E cosa si deve insegnare oggi? Il dialetto?? Idea assurda! In Italia molti alunni non sanno parlare correttamente l’Italiano..
Piuttosto puntiamo su questo:cerchiamo di migliorare la qualità dell’insegnamento, continuiamo la nostra battaglia per la meritocrazia, piuttosto che fermarci a queste proposte di legge..
Assurdo!
Marta
29 luglio 2009 alle 19:11
Rido, ma ci sarebbe da piangere.
L’ennesima proposta per dare un altro tocco di ridicolo alla nostra società.
Vogliono professori così,zero titoli di studio, noi studenti come usciremo dalla scuole?
Mi ci metto dentro pure io,dal 18 settembre infatti per me inizierà il quarto anno di liceo e diciamo che passando la maggior parte del tempo all’interno del mio istituto penso di sapere di cosa abbia bisogno la scuola italiana e chi siano i docenti validi e adatti a fare il loro mestiere.

Materiale fornito
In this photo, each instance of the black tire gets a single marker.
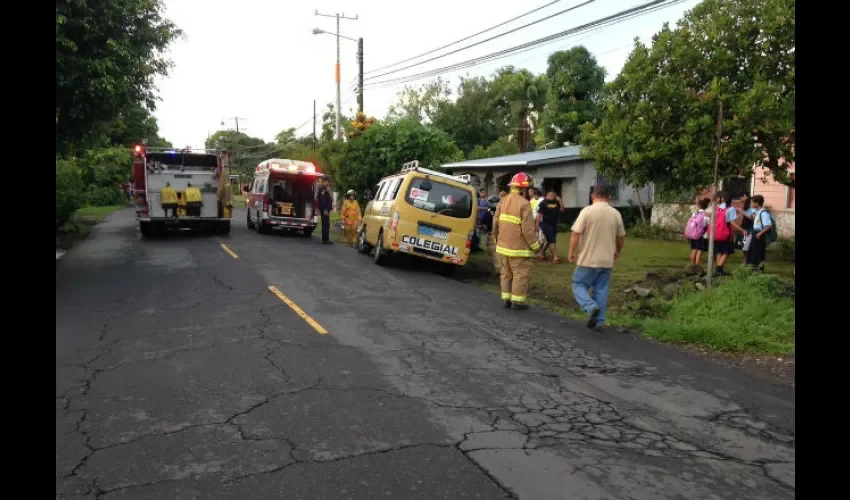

Consegna
Prosegui l'estratto sulla proposta di insegnare il dialetto a scuola, ripartendo subito dopo l'ultima frase.

Risposta
I titoli di studio sono molto importanti, l’esperienza conta,ma il professore ha anche bisogno di una certa dose di sensibilità e pazienza per essere in grado di svolgere il suo lavoro,ma di certo non mi interessa un professore che sappia parlare il siciliano,certo è importante conoscere le tradizioni della propria terra ma non credo siano fondamentali per diventare docenti.
Credo che nella scuola italiana ci siano altri grandi problemi che andrebbero risolti, ma la Lega non si arrende neanche davanti ad uno scontro all’interno della maggioranza.L’udc si è sempre impegnato come partito del popolo affinchè i veri valori siamo all’interno di ogni istutuzione e come tale il mio partito non accetta una proposta di così basso livello.Le scuole,una delle prime agenzie formative per i giovani,ci insegnano il dialetto? Riflettendoci nella vita non me ne faccio niente di questa ”lingua”.Spero per il nostro paese che la Lega,essendo uno dei partiti all’interno della maggioranza,proponga qualcosa di più serio senza rendersi RIDICOLI.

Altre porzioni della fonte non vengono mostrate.